» The problem: Every entry below must be transcribed exactly, with no line missing.

(Stored data entries)
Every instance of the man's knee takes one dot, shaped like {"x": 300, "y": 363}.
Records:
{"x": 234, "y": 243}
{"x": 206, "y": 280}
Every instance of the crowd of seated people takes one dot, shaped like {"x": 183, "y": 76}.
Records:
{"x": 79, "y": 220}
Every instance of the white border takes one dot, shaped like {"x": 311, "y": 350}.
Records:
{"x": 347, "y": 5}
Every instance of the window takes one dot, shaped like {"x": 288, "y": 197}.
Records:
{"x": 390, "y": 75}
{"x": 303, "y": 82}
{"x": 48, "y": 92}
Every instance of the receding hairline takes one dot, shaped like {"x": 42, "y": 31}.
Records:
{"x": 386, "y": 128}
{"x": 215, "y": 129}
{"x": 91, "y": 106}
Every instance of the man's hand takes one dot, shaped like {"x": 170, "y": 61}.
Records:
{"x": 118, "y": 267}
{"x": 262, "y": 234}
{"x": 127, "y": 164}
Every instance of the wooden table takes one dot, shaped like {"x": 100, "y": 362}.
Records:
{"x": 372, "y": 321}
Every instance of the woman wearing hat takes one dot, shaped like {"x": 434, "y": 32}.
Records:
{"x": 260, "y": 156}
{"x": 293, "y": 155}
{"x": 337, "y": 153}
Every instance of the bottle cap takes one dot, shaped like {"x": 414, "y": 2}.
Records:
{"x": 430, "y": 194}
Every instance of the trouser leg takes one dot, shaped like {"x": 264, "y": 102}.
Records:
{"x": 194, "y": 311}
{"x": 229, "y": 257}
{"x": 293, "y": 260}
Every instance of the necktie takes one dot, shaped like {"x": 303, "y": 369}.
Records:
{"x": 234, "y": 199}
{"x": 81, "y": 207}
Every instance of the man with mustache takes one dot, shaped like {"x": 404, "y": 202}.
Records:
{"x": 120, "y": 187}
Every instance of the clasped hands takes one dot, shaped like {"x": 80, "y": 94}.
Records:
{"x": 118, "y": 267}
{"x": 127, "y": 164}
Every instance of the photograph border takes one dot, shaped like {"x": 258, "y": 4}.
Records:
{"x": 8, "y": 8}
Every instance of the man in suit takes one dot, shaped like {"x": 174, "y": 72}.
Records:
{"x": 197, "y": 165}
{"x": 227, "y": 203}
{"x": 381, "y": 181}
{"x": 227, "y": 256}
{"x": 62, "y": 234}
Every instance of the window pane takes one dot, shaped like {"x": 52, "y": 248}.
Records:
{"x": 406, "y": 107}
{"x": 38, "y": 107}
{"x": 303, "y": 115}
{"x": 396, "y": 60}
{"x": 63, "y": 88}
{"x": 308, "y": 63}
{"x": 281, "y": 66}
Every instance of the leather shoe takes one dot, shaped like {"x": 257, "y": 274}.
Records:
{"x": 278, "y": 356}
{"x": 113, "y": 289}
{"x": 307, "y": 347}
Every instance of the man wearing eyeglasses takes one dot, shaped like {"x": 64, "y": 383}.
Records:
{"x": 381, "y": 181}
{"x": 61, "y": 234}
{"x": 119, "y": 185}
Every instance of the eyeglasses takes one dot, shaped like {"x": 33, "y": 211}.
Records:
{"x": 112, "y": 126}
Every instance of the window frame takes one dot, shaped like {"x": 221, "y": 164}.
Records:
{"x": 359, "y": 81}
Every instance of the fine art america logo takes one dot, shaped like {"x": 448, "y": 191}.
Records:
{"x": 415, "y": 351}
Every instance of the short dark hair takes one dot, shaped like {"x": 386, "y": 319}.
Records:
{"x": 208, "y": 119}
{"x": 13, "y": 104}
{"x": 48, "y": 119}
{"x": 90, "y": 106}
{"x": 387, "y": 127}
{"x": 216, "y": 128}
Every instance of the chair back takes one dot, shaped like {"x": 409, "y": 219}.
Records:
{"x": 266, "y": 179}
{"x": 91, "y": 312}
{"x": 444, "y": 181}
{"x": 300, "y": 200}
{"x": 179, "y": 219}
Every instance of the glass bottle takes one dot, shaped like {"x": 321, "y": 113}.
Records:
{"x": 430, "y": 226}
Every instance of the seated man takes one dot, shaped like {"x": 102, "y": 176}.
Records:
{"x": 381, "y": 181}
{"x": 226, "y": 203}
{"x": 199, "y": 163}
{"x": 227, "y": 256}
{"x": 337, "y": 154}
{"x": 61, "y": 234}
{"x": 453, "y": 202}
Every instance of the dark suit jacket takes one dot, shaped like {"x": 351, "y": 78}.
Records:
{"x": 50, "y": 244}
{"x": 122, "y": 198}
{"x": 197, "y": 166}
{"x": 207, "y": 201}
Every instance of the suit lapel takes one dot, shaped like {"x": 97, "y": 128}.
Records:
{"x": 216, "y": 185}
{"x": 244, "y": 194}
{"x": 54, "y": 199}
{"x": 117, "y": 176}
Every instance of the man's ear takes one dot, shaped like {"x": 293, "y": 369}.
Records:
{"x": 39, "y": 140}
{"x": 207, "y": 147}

» Solution for this exercise:
Every instance of the man's knee takes one dot, shaped like {"x": 300, "y": 363}.
Records:
{"x": 234, "y": 243}
{"x": 206, "y": 280}
Every instance of the crowd of seated people takes one dot, shaped like {"x": 183, "y": 76}.
Records:
{"x": 79, "y": 220}
Every instance of the white border takes one dot, shaped like {"x": 311, "y": 350}.
Records:
{"x": 347, "y": 5}
Every instance of the window takes one dot, shaped like {"x": 288, "y": 197}.
Records:
{"x": 390, "y": 75}
{"x": 303, "y": 82}
{"x": 48, "y": 92}
Every instance of the receding hairline takes one dot, shaped like {"x": 42, "y": 31}.
Records:
{"x": 386, "y": 128}
{"x": 215, "y": 129}
{"x": 91, "y": 106}
Every instance of the man's hand takes one dot, shaped like {"x": 170, "y": 61}.
Records:
{"x": 118, "y": 267}
{"x": 262, "y": 234}
{"x": 127, "y": 164}
Every instance of the wooden table takes one dot, shaped like {"x": 100, "y": 362}.
Records:
{"x": 372, "y": 321}
Every instance of the woman wearing hat takes one dot, shaped like {"x": 434, "y": 32}.
Records:
{"x": 260, "y": 156}
{"x": 293, "y": 155}
{"x": 337, "y": 153}
Every instance of the bottle cap takes one dot, shaped like {"x": 414, "y": 2}.
Records:
{"x": 430, "y": 194}
Every instance of the trouser leg takes one dot, shaped like {"x": 264, "y": 102}.
Records:
{"x": 194, "y": 311}
{"x": 229, "y": 257}
{"x": 293, "y": 260}
Every instance of the necktie takes one dot, shaped like {"x": 303, "y": 369}.
Records:
{"x": 234, "y": 199}
{"x": 81, "y": 207}
Every instance of the man with mustache takes one dot, shaped like {"x": 404, "y": 202}.
Records:
{"x": 120, "y": 187}
Every instance of the clasped hands takes one dot, shaped like {"x": 80, "y": 94}.
Records:
{"x": 118, "y": 267}
{"x": 127, "y": 164}
Every instance of the photograph border takes one dot, shaped like {"x": 258, "y": 4}.
Records:
{"x": 8, "y": 8}
Every instance of the man in suit takes one dot, shaped like {"x": 174, "y": 72}.
Records:
{"x": 197, "y": 165}
{"x": 227, "y": 203}
{"x": 381, "y": 181}
{"x": 227, "y": 256}
{"x": 62, "y": 234}
Every instance of the window pane takes one dot, shaped like {"x": 52, "y": 248}.
Records:
{"x": 406, "y": 107}
{"x": 38, "y": 107}
{"x": 303, "y": 115}
{"x": 396, "y": 60}
{"x": 63, "y": 88}
{"x": 308, "y": 63}
{"x": 281, "y": 66}
Every instance of the leather shoe takes one dot, shaped like {"x": 257, "y": 274}.
Records:
{"x": 278, "y": 356}
{"x": 113, "y": 289}
{"x": 307, "y": 347}
Every instance of the man wearing eyeglasses takes one dot, shaped like {"x": 64, "y": 383}.
Records:
{"x": 381, "y": 181}
{"x": 61, "y": 234}
{"x": 119, "y": 185}
Every instance of the eyeglasses takes one dot, shaped like {"x": 33, "y": 211}.
Records:
{"x": 112, "y": 126}
Every instance of the window frame takes one dot, shaped like {"x": 221, "y": 164}.
Records:
{"x": 359, "y": 81}
Every instance of the fine art america logo takes one dot, shaped like {"x": 448, "y": 191}.
Records:
{"x": 415, "y": 351}
Every instance of the short dark hair takes one dot, shaped like {"x": 386, "y": 319}.
Records:
{"x": 208, "y": 119}
{"x": 13, "y": 104}
{"x": 48, "y": 119}
{"x": 90, "y": 106}
{"x": 387, "y": 127}
{"x": 216, "y": 128}
Every instance of the chair back takes one dot, shaped like {"x": 409, "y": 219}.
Records:
{"x": 266, "y": 179}
{"x": 91, "y": 312}
{"x": 444, "y": 181}
{"x": 300, "y": 200}
{"x": 179, "y": 219}
Every instance of the glass bottle takes one dot, shaped like {"x": 321, "y": 113}.
Records:
{"x": 430, "y": 226}
Every instance of the seated man takes one dot, shaped like {"x": 102, "y": 176}.
Records:
{"x": 381, "y": 181}
{"x": 226, "y": 203}
{"x": 199, "y": 163}
{"x": 227, "y": 256}
{"x": 337, "y": 154}
{"x": 61, "y": 234}
{"x": 453, "y": 202}
Every instance of the dark suit jacket takes one dot, shaped like {"x": 351, "y": 78}.
Records:
{"x": 50, "y": 244}
{"x": 122, "y": 198}
{"x": 197, "y": 166}
{"x": 207, "y": 201}
Every instance of the suit lapel takes one dot, shaped like {"x": 97, "y": 128}.
Records:
{"x": 216, "y": 185}
{"x": 244, "y": 194}
{"x": 54, "y": 199}
{"x": 117, "y": 176}
Every instance of the man's ear takes one dot, shaped like {"x": 293, "y": 369}.
Records:
{"x": 39, "y": 140}
{"x": 207, "y": 147}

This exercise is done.